▸ Study material
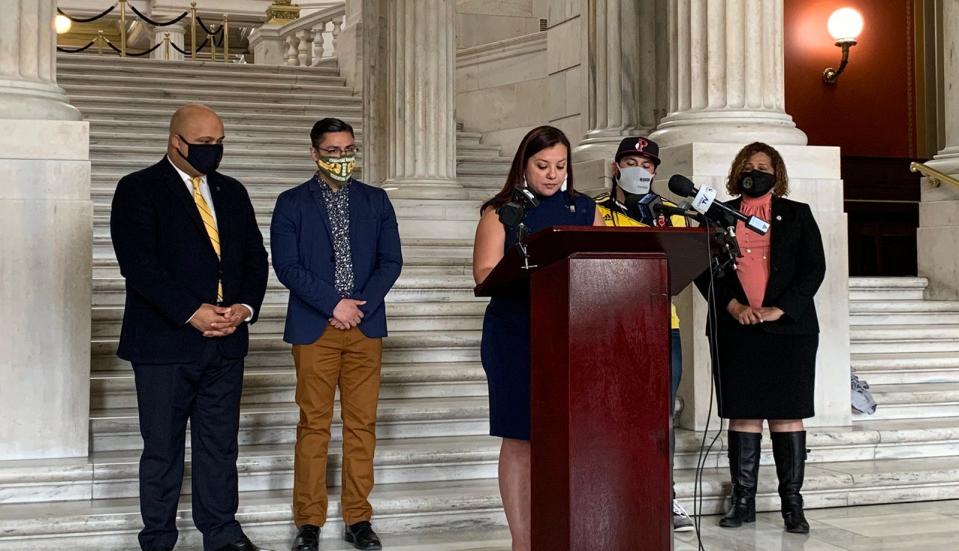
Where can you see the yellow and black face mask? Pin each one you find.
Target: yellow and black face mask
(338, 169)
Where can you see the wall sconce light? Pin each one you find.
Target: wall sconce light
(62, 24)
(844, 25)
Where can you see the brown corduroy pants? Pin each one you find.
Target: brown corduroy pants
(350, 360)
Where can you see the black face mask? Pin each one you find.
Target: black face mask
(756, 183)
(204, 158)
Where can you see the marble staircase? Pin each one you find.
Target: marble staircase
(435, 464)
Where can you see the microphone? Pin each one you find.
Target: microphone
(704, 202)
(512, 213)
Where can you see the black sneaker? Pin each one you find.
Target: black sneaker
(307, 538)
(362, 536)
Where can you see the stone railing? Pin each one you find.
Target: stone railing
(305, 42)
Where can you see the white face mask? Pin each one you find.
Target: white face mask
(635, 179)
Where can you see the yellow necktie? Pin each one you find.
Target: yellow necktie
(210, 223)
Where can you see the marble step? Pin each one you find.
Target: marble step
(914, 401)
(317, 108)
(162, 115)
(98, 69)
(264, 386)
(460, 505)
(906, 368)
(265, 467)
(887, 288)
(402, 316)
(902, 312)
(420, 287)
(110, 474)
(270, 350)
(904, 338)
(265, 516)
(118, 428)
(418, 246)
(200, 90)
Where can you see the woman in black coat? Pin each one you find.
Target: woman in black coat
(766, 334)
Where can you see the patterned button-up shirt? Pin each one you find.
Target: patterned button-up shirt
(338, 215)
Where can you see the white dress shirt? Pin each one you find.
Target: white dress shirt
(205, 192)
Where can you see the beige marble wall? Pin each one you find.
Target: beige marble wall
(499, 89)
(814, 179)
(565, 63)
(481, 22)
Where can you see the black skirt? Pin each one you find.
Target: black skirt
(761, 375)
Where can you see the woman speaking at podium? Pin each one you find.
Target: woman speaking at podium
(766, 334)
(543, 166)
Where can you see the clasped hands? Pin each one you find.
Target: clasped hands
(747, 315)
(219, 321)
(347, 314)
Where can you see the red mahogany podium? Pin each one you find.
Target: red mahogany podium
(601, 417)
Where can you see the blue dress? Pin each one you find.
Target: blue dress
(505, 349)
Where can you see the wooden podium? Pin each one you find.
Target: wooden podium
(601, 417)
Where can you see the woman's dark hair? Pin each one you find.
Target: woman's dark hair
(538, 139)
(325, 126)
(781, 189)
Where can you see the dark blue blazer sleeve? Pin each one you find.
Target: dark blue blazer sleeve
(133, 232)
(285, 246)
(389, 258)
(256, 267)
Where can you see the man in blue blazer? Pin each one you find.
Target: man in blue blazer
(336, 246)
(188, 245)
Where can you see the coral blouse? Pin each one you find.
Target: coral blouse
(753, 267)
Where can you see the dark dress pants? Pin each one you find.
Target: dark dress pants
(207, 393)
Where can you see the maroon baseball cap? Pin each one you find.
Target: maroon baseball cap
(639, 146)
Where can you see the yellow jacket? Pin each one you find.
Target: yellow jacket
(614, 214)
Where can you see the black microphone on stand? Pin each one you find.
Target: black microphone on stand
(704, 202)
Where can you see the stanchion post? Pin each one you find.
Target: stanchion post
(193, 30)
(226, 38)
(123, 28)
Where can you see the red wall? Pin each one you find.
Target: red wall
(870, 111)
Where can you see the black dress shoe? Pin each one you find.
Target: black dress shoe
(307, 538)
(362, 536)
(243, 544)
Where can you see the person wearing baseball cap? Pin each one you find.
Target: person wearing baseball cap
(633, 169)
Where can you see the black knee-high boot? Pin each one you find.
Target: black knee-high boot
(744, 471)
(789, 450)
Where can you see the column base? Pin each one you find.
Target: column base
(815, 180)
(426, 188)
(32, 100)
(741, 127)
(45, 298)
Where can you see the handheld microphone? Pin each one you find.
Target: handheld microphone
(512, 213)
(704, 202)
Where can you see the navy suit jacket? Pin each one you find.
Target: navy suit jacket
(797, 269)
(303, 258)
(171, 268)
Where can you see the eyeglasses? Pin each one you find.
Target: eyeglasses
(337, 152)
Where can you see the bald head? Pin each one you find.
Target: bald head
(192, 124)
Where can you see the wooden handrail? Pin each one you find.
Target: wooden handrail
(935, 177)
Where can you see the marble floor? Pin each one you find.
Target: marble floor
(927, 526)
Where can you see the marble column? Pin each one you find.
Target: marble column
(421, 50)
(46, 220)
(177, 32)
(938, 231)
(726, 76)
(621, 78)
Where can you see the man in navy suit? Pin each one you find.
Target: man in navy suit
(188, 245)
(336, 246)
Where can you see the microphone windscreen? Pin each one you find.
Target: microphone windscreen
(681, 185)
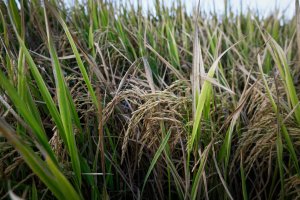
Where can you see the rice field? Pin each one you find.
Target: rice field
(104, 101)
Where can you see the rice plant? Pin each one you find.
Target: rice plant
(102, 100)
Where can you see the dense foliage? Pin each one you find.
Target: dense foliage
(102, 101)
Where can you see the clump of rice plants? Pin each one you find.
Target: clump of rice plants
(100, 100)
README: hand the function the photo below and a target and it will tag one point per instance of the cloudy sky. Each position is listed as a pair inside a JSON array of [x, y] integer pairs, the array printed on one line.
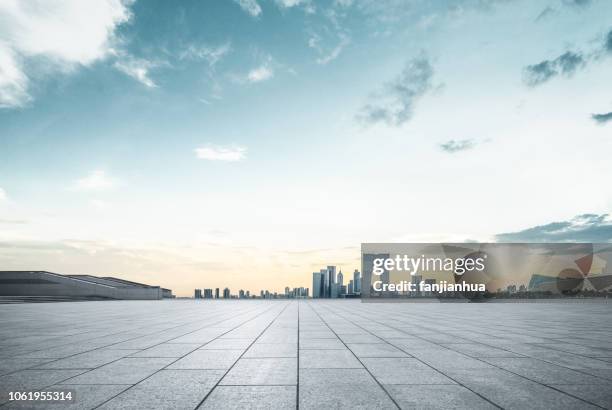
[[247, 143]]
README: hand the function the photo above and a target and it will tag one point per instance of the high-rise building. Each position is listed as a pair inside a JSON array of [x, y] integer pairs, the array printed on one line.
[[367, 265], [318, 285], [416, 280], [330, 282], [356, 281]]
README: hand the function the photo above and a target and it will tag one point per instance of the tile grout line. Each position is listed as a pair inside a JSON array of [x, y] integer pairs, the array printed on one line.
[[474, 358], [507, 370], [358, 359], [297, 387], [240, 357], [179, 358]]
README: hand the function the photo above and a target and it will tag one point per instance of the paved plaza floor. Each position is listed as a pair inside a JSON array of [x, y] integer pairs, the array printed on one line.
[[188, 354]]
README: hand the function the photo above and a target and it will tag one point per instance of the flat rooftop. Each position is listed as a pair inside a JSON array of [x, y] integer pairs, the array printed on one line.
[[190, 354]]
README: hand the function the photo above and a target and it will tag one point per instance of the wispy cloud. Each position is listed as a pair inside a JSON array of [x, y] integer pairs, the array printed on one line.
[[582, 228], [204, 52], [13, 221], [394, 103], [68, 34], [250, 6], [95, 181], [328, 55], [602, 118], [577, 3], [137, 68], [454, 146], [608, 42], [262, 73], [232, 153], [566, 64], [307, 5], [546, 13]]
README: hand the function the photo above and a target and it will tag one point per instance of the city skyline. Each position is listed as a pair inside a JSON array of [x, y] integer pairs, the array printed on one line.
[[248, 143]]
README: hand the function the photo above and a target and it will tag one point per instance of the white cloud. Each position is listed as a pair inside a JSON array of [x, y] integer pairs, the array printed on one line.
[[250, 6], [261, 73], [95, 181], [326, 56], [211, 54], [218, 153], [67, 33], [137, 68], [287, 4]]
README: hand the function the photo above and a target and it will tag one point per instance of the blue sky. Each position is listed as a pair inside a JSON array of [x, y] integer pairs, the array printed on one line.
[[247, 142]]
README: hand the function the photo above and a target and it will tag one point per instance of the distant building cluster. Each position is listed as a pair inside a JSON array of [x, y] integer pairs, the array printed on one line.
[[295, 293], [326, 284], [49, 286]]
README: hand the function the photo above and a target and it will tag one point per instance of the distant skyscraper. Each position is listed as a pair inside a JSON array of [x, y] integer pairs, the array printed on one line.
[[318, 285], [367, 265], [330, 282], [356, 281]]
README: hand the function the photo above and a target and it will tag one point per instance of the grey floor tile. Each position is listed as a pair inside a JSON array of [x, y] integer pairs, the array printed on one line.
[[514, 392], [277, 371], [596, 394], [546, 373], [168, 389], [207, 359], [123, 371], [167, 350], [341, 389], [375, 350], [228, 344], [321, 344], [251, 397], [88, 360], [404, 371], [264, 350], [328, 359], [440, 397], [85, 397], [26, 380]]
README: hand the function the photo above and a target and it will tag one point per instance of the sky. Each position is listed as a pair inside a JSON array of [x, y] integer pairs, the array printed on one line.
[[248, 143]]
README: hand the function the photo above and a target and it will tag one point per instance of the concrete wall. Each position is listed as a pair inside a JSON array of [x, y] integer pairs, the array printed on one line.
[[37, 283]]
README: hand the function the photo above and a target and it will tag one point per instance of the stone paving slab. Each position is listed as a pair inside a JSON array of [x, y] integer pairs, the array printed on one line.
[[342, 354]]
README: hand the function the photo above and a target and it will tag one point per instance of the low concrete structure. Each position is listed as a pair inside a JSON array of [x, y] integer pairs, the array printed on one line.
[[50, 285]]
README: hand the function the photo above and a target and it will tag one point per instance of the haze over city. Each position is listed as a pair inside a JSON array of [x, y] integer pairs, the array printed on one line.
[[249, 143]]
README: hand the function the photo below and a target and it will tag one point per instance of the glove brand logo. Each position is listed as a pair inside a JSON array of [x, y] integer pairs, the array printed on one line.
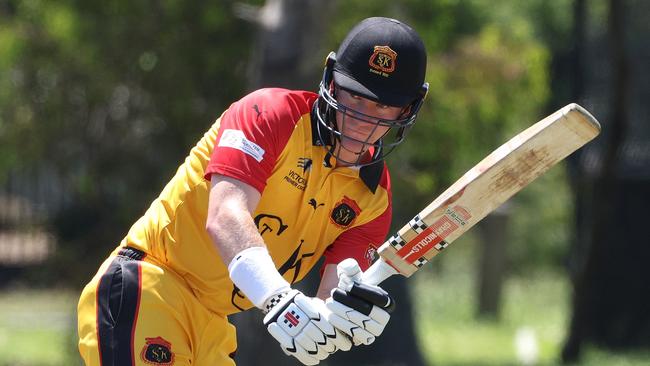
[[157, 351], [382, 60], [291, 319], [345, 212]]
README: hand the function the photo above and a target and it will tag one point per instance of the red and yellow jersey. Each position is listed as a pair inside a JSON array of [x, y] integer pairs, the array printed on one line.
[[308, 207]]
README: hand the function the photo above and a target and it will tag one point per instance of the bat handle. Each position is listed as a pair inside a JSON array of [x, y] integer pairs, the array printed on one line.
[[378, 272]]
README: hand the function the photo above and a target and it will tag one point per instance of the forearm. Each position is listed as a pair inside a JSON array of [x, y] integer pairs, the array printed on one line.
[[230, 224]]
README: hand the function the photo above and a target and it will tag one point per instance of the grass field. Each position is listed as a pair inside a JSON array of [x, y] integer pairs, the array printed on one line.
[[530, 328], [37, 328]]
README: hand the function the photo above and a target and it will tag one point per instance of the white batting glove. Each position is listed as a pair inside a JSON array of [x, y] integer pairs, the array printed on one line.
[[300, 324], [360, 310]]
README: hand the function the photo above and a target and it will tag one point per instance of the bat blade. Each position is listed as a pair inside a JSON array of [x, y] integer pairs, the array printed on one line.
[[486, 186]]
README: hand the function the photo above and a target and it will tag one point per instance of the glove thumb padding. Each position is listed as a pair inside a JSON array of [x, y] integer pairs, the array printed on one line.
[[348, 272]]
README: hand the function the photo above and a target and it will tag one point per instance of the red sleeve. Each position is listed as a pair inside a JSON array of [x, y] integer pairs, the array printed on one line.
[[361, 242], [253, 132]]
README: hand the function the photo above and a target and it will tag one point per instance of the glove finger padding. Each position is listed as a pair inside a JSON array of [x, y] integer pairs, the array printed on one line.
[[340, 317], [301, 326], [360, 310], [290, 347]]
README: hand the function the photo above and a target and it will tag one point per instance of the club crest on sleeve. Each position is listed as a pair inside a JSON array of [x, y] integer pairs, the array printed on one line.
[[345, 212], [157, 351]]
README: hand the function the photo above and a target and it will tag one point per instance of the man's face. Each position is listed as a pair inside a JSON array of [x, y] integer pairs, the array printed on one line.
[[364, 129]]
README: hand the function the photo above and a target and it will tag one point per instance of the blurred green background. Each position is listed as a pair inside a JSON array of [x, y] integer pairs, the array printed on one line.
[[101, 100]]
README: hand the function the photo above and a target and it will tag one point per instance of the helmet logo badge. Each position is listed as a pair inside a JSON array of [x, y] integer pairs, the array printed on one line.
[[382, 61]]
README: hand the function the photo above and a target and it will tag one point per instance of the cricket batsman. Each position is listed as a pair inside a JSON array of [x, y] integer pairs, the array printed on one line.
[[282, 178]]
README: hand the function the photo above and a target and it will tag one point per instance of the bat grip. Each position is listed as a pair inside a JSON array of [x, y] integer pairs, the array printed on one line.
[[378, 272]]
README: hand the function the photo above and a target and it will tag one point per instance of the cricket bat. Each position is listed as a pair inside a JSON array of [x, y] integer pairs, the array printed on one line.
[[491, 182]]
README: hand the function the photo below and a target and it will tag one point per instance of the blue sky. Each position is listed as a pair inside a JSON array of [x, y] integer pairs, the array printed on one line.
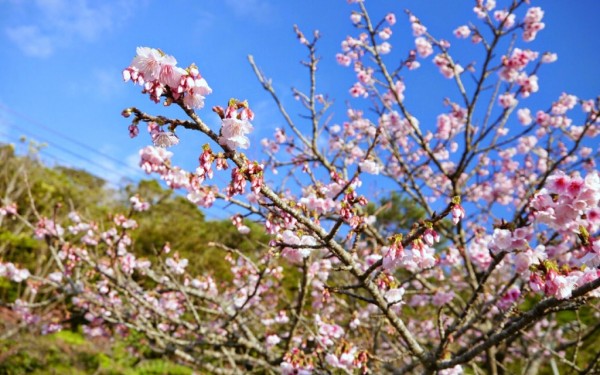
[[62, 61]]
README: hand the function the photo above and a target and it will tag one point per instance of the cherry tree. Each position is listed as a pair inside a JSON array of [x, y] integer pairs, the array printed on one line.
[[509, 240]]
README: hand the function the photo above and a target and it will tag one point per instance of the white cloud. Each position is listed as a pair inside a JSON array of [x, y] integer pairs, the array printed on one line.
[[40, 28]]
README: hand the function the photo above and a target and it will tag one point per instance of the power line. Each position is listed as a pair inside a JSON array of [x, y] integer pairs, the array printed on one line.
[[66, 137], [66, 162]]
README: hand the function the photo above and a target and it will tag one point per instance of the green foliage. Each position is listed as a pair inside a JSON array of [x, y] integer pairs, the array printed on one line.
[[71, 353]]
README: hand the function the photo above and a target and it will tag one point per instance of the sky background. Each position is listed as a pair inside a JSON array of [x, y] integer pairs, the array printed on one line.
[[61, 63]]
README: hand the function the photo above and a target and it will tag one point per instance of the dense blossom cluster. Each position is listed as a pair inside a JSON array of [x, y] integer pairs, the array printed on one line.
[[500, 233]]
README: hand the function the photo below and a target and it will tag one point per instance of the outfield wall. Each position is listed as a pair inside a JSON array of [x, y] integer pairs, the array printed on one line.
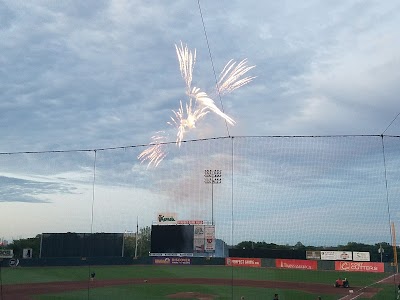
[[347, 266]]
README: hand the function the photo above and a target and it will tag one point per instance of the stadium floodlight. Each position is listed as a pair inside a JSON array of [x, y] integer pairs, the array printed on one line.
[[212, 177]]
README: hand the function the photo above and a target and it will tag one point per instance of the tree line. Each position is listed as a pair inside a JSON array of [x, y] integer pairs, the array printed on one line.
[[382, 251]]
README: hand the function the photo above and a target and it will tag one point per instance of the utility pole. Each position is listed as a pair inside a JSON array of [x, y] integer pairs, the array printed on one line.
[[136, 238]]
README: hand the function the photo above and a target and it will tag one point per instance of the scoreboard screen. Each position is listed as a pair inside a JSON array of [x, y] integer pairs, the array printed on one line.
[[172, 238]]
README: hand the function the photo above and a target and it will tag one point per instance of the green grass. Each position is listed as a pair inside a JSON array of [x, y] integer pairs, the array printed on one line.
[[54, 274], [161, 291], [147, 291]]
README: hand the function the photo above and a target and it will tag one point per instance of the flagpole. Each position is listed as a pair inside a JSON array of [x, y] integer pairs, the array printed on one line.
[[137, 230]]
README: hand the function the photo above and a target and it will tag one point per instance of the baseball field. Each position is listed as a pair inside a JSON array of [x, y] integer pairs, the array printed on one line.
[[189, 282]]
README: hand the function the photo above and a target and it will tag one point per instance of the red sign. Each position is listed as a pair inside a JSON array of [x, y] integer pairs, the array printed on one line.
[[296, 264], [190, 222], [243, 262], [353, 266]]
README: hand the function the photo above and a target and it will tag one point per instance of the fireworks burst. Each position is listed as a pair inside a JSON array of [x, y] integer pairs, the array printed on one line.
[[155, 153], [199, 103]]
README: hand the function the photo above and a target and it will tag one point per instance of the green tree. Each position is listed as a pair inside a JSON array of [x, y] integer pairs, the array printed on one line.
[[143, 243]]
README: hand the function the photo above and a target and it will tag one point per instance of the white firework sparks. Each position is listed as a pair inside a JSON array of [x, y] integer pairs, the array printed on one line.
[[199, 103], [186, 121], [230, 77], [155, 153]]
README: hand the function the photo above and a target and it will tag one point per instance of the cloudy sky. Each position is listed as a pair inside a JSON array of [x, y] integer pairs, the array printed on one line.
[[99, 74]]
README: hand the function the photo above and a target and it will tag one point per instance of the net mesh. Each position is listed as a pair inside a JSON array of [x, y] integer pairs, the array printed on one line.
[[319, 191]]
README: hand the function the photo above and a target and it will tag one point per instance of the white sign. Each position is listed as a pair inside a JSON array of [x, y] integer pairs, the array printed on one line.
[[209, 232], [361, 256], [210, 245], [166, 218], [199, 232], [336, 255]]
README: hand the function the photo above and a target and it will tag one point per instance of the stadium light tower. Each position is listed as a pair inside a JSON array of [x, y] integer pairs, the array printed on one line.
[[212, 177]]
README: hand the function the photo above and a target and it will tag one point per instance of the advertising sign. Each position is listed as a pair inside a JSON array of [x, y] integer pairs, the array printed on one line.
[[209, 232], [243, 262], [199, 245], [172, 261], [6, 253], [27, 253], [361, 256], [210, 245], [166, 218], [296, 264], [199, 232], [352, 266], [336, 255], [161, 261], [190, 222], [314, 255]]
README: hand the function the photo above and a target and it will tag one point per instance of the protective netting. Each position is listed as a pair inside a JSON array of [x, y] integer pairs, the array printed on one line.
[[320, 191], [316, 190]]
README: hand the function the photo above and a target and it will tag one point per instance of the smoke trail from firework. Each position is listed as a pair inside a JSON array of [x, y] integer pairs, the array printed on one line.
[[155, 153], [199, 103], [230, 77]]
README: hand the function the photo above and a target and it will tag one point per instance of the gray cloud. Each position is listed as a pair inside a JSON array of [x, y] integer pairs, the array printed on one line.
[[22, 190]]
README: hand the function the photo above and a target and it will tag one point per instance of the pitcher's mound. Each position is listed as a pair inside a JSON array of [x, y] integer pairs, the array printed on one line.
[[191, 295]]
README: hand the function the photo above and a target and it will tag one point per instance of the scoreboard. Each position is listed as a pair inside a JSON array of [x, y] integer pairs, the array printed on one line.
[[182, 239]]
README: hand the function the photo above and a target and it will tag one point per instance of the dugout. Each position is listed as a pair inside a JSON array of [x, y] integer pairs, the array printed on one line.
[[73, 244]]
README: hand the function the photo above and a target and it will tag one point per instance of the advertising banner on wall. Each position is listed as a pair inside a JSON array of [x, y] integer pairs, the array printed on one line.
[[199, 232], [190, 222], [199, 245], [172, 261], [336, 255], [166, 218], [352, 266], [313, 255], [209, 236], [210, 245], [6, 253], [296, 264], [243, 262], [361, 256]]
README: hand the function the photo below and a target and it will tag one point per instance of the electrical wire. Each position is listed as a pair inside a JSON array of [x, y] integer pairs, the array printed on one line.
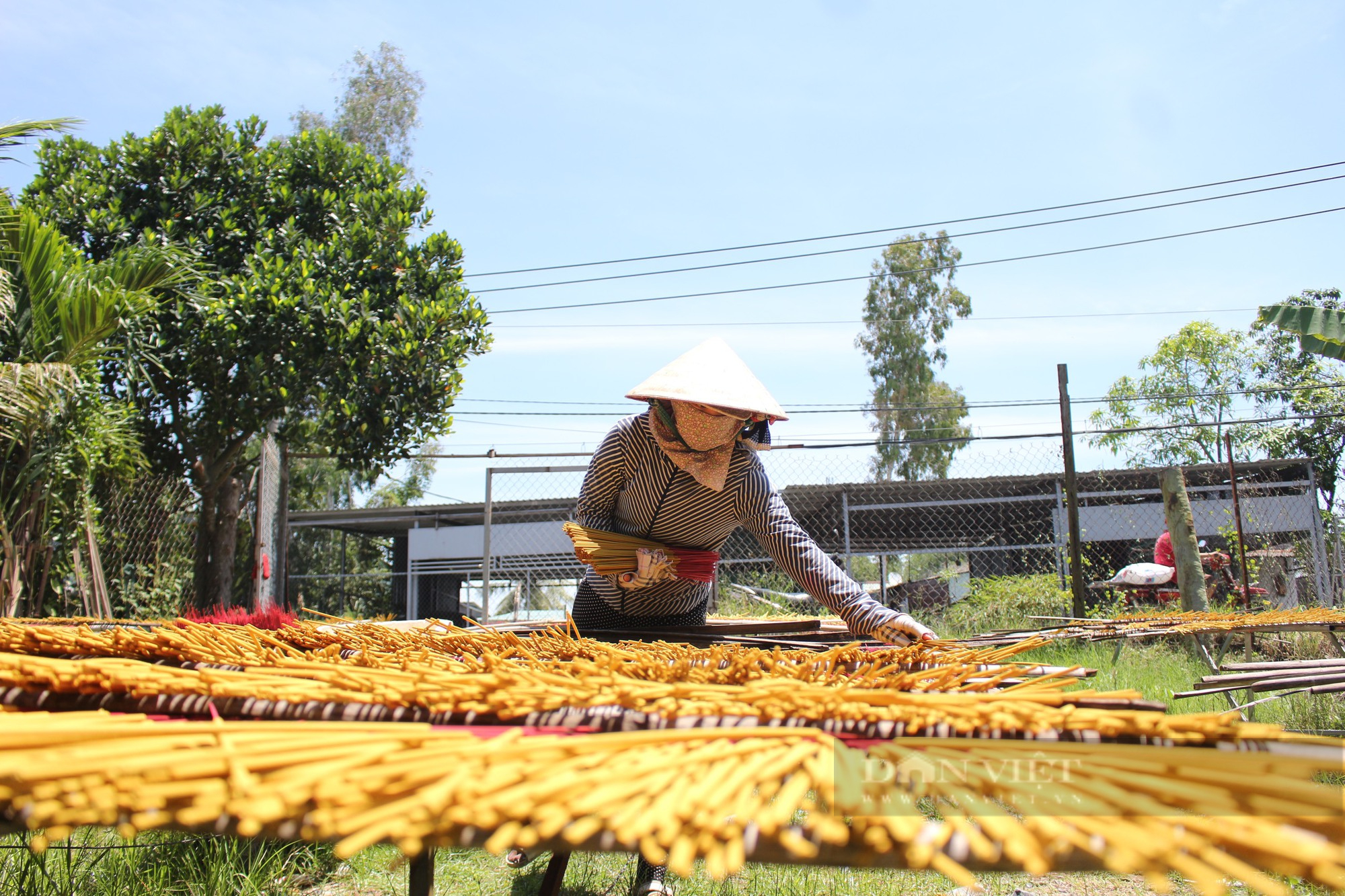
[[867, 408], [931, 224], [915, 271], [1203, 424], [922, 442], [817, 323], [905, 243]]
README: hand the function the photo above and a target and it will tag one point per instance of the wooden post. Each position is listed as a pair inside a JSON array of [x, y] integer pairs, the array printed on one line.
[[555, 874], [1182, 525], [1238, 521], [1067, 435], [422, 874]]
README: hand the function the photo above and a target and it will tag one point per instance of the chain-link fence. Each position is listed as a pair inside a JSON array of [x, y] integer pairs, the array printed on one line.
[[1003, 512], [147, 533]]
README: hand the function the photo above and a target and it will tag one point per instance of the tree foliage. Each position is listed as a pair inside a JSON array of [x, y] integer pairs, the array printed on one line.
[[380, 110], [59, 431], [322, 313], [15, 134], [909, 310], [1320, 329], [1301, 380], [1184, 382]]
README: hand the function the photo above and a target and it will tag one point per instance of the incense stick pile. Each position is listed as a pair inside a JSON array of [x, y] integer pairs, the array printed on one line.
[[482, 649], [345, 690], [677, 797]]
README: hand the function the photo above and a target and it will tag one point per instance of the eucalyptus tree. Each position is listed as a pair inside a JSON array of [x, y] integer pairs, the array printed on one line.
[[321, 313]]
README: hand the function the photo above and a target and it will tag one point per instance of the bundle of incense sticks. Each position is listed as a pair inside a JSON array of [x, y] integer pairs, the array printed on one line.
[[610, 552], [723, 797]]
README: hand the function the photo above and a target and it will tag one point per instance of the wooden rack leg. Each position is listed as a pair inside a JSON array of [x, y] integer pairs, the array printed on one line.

▸ About this task
Set down exactly and only the lines from the start of the entries above through the line containing "Where can you see the yellow necktie?", both ends included, omitting the pictures.

▸ Response to this task
Where can you see the yellow and black face mask? Pin each one you find.
Target: yellow and black face mask
(338, 169)
Where can you see the wall sconce light? Pin each one you find.
Target: wall sconce light
(62, 24)
(844, 25)
Where can you see the brown corduroy pants? Pin each one you find.
Target: brown corduroy pants
(350, 360)
Where can you see the black face mask? Pin each one you find.
Target: black face mask
(756, 183)
(204, 158)
Where can you see the marble staircase? Pin each one you find.
Target: marble staircase
(435, 464)
Where can you see the microphone? Pin each one you find.
Target: microphone
(704, 202)
(512, 213)
Where can you see the black sneaker? Pin each one you find.
Target: black sneaker
(307, 538)
(362, 536)
Where can you see the stone railing? Pin each one you find.
Target: stone railing
(305, 42)
Where can you see the white face mask? Pin each one you find.
Target: white face mask
(635, 179)
Where can you see the yellow necktie? Pin each one you find.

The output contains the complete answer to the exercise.